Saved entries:
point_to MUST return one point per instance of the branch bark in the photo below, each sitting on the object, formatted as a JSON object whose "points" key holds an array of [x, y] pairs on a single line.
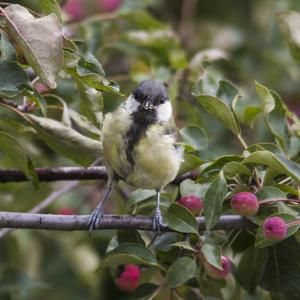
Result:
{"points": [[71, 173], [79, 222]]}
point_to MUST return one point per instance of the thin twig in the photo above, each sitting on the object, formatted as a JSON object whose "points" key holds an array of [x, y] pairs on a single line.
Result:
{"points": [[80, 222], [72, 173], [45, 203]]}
...
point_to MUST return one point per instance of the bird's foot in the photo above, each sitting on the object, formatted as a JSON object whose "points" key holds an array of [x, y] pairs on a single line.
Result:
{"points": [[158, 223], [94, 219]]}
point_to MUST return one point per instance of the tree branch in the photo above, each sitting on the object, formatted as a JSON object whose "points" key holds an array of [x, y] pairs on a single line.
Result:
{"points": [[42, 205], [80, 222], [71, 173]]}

WHAT IS ASKED —
Determine how many lines in the data above contain the string "sitting", and state only that number.

RESULT OF THIS TASK —
4